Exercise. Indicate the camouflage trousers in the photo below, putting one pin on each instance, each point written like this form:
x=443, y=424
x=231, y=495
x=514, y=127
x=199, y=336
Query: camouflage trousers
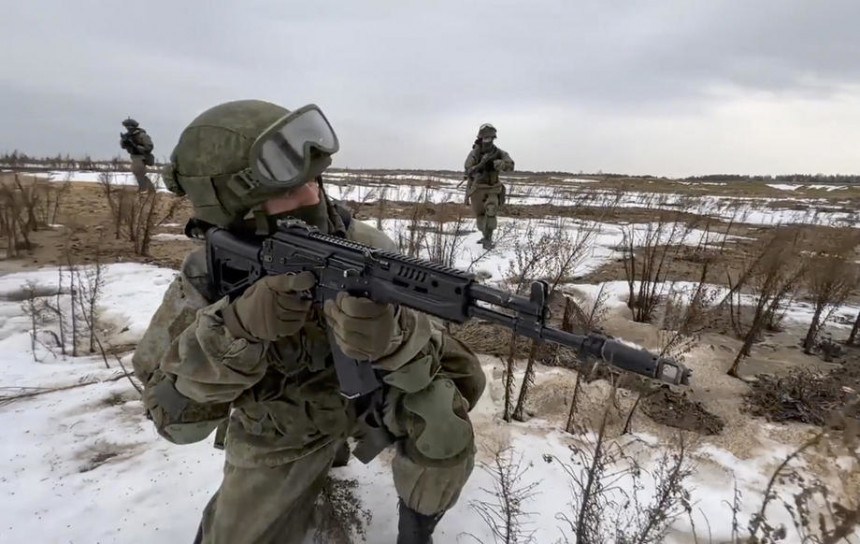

▸ **WRITTEN INSTRUCTION**: Format the rows above as a JSON list of strings, one string per line, leaving out blank lines and the picture.

▸ **FINISHED TASK**:
[
  "Exercise. Indicate the camouflage trousers in the photo below, putting one pin on each instance, each point written like this form:",
  "x=443, y=424",
  "x=231, y=495",
  "x=514, y=127",
  "x=199, y=336",
  "Query: camouflage trousers"
]